[Records from a point-labeling set]
----
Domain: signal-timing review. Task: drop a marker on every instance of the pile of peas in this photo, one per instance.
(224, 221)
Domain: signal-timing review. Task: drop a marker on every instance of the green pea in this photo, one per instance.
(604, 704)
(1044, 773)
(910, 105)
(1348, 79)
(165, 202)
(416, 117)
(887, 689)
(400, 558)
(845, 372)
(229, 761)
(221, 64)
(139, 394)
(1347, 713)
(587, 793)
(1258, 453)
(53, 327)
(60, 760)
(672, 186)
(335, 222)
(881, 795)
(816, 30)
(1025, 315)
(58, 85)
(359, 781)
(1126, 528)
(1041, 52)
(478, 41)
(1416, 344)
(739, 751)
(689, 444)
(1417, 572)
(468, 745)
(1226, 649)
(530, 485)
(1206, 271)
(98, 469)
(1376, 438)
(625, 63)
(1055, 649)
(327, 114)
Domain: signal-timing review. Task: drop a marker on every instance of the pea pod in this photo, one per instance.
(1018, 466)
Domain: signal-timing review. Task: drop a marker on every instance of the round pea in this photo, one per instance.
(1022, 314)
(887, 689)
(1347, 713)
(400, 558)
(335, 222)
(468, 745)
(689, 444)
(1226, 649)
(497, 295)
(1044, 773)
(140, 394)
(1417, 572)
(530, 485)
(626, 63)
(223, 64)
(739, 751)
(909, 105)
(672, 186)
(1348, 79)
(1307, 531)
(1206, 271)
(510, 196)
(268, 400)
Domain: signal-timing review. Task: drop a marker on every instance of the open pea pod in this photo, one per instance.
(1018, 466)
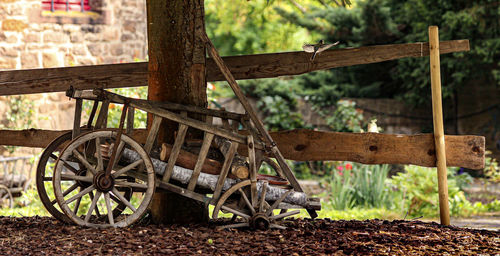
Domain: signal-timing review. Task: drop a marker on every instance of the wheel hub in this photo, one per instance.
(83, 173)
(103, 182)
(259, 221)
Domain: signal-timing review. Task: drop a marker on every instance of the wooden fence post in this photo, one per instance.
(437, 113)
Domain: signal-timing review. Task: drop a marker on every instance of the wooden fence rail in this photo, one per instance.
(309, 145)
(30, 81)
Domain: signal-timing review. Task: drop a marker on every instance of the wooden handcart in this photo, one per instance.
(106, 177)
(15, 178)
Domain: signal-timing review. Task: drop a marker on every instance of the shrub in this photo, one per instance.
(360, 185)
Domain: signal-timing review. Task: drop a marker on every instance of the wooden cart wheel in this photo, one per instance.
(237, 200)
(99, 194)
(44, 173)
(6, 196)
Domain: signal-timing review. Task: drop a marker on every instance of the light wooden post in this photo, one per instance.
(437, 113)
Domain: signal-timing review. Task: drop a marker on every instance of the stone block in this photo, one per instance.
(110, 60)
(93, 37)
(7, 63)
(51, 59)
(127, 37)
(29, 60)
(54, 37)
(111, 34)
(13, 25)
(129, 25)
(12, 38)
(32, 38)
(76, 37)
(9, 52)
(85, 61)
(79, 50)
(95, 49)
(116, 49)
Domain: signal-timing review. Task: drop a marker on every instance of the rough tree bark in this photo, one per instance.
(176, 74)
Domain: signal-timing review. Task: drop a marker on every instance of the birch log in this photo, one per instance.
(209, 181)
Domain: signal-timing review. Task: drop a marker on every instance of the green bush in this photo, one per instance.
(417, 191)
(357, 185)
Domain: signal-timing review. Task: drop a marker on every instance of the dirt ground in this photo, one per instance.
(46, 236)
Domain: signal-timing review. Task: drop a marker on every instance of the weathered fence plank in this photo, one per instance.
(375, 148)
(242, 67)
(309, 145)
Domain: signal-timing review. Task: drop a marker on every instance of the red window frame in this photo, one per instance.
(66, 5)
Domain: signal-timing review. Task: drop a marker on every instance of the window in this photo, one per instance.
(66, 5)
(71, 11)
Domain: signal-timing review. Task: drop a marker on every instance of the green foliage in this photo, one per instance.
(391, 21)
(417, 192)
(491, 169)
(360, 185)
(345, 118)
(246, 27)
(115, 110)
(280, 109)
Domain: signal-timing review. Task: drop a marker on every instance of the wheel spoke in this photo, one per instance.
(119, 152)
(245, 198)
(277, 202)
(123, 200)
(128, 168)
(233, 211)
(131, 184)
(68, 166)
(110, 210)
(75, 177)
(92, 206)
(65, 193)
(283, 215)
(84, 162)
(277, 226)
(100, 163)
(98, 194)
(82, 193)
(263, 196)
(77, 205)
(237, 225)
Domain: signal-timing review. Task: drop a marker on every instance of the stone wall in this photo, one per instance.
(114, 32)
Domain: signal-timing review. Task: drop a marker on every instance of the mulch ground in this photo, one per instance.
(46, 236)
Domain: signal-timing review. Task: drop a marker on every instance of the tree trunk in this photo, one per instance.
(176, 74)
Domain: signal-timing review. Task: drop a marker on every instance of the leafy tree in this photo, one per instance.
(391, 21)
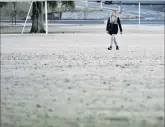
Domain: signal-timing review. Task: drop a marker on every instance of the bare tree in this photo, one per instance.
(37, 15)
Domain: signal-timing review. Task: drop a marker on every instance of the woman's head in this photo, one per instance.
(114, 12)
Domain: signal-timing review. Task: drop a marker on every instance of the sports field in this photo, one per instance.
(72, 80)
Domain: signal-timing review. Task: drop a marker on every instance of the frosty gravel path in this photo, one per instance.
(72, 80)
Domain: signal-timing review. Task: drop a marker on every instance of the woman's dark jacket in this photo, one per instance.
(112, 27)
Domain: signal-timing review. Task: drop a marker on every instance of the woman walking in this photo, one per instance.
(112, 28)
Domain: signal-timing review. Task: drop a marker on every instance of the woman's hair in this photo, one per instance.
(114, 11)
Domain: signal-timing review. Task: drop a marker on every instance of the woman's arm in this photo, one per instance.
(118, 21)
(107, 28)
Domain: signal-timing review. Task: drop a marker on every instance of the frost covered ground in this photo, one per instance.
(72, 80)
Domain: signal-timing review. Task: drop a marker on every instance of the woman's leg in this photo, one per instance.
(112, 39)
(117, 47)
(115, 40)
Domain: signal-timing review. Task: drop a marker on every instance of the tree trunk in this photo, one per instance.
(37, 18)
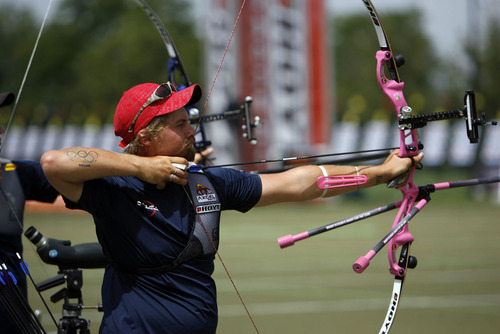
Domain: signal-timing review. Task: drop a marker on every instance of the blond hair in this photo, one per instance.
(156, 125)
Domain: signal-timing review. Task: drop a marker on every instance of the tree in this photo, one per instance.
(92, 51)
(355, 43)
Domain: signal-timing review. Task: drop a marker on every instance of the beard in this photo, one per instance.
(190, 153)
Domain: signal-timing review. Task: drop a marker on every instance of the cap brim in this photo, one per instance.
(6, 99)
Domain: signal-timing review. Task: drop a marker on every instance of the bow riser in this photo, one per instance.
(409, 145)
----
§ What the exercise asks
Copy every one of the records above line for line, leaving out the pictures.

§ Task answer
Domain: signal-timing review. Task: drop a marker on every instance of the pile of peas in this photo, one per instance.
(224, 221)
Domain: signal-timing review. Task: drop a marker on every instance of the green pea in this photo, one per instance.
(604, 704)
(1044, 773)
(910, 105)
(1348, 79)
(165, 202)
(416, 117)
(887, 689)
(400, 558)
(845, 372)
(229, 761)
(221, 64)
(139, 394)
(1347, 713)
(587, 793)
(1258, 453)
(53, 327)
(60, 760)
(672, 186)
(335, 222)
(881, 795)
(816, 30)
(1025, 315)
(58, 85)
(359, 781)
(1126, 528)
(1041, 52)
(478, 41)
(1416, 344)
(739, 751)
(689, 444)
(1417, 572)
(468, 745)
(1226, 649)
(530, 485)
(1206, 271)
(98, 469)
(1376, 438)
(625, 63)
(1055, 649)
(327, 114)
Domain: signal-timing review. Task: drop a marker on every instance of the pea pod in this photo, one per instance.
(1018, 466)
Domain: signal-timing review. Task: drop a marker on every instance of the round pea in this photo, one per instance.
(1022, 314)
(887, 689)
(1347, 713)
(400, 558)
(335, 222)
(468, 745)
(689, 444)
(1226, 649)
(497, 295)
(1044, 773)
(140, 394)
(1417, 572)
(530, 485)
(626, 63)
(223, 64)
(739, 751)
(909, 105)
(672, 186)
(1348, 79)
(1307, 531)
(1206, 271)
(510, 196)
(268, 400)
Domain: signal-timing review. Task: drop a marker on every instance of the open pea pod in this photo, one per instance.
(1018, 466)
Domain: signal-timing review. Task: drop a marker on every instance of the wheel hub in this photo, one per instance.
(83, 173)
(103, 182)
(259, 221)
Domain: signal-timing review. Task: drop a marker on every instance of the wooden fence post in this photo, one per instance.
(437, 113)
Domain: signal-timing review. Task: drop a marker on every instance of the wooden fence rail in this photo, one per instance.
(309, 145)
(30, 81)
Domain: signal-timing review. Task: drop a marker on every instance of the wooden handcart in this photo, one per instance.
(106, 177)
(15, 178)
Domain: signal-timing review. Task: drop a marker on every instance of the shrub in this photo, one per instance.
(360, 185)
Domain: signal-timing review. Task: drop a marker on every instance of the wooden cart wheel in this photo, one per instance.
(237, 200)
(99, 194)
(44, 173)
(6, 196)
Domain: signal-timing review. Task: drop a marker on every instance of the light wooden post in this photo, one per instance.
(437, 113)
Domain: signal-timing review. Task: drop a marker on every instance of the stone block in this photo, one per instance.
(110, 60)
(93, 37)
(7, 63)
(51, 59)
(127, 37)
(29, 60)
(54, 37)
(111, 34)
(13, 25)
(129, 25)
(12, 38)
(32, 38)
(76, 37)
(9, 52)
(85, 61)
(79, 50)
(95, 49)
(116, 49)
Domain: signal-timing review. Task: drop a marker on every instance of the rough tree bark in this photo, one per instance.
(176, 74)
Domain: signal-timing review. Task: drop a marker on every instance of the birch log in this photo, one per instance.
(209, 181)
Domain: signal-timing review. Task: drop a marker on every instance of the green bush in this photo, one per instance.
(417, 191)
(357, 185)
Domain: signal-timing review. Task: drop a marker on every instance of the dirt ground in this photo, one per instance.
(46, 236)
Domain: signal-timing review. Task: drop a marker on every instance of the weathered fence plank in this photo, one per instance.
(375, 148)
(242, 67)
(309, 145)
Domain: signal-timing review. Task: drop a marker on every instance of the red window frame in this photo, one per instance.
(66, 5)
Domain: signal-timing review. Task: drop a marker on every instance of the window in this photo, one per instance.
(66, 5)
(71, 11)
Domain: signal-timing review. Task: drop a marker on every instance of the green foliage in this photo, one per instance.
(391, 21)
(417, 192)
(491, 169)
(360, 185)
(345, 118)
(246, 27)
(115, 110)
(280, 109)
Domain: signal-timing review. Task: drop a marker on every instance of the wheel spoke in this photo, one per instance.
(119, 152)
(245, 198)
(277, 202)
(123, 200)
(128, 168)
(233, 211)
(131, 184)
(68, 166)
(110, 210)
(75, 177)
(92, 206)
(65, 193)
(283, 215)
(84, 162)
(277, 226)
(100, 163)
(98, 194)
(82, 193)
(263, 196)
(77, 205)
(237, 225)
Domain: signal-timing review. Task: drop a marker on every instance of the stone wall in this photo, one per instance.
(114, 32)
Domain: signal-timing review. Task: drop a marker on every instance of the mulch ground in this photo, one per instance.
(46, 236)
Domain: signal-timing review. Task: drop a marker on every instance of the tree trunk in this photo, one per instance.
(176, 74)
Domain: signal-timing review. Task: drop a marker on every instance of the leafy tree in this photo, one per instance.
(391, 21)
Domain: signal-timing review. Task: drop a marker on every instance of the bare tree in this photo, one per instance.
(37, 15)
Domain: signal-timing review. Task: drop a marker on every instance of the woman's head in this photo, one per instance.
(114, 12)
Domain: signal-timing review. Task: drop a marker on every instance of the sports field in this photo, one per instance.
(72, 80)
Domain: signal-timing review. Task: drop a marker on every instance of the frosty gravel path in this photo, one per instance.
(72, 80)
Domain: signal-timing review. Task: drop a marker on every instance of the woman's dark jacket in this photo, one per instance.
(112, 27)
Domain: signal-timing review. Task: drop a marker on every instance of the woman walking in this photo, one per instance.
(112, 28)
Domain: signal-timing review. Task: drop a marker on every instance of the woman's hair in this photo, one per instance.
(114, 11)
Domain: signal-timing review. Task: drop a marker on every instance of the woman's arm in this photo, one per instance.
(118, 21)
(107, 28)
Domain: signal-timing review. Task: drop a marker on every instance of the frost covered ground in this photo, one per instance.
(72, 80)
Domain: signal-timing review. Task: drop a marker on every instance of the woman's leg in this photo, one per instance.
(112, 39)
(117, 47)
(115, 40)
Domain: signal-timing review. Task: drop a marker on every instance of the tree trunk in this photo, one per instance.
(37, 18)
Domain: signal-timing review. Task: drop a marker on every instance of the blond hair in this photo, one per instance.
(156, 125)
Domain: signal-timing review. Task: drop a marker on every instance of the tree in this photo, one per instance.
(92, 51)
(355, 43)
Domain: signal-timing review. Task: drop a marker on every instance of the beard in this photo, one per instance.
(190, 153)
Domain: signal-timing review. Task: drop a marker on every instance of the cap brim in this photo, one per instance.
(6, 99)
Domain: signal-timing review. Task: drop a marker on every instance of the bow riser in this photo, one per instance.
(409, 145)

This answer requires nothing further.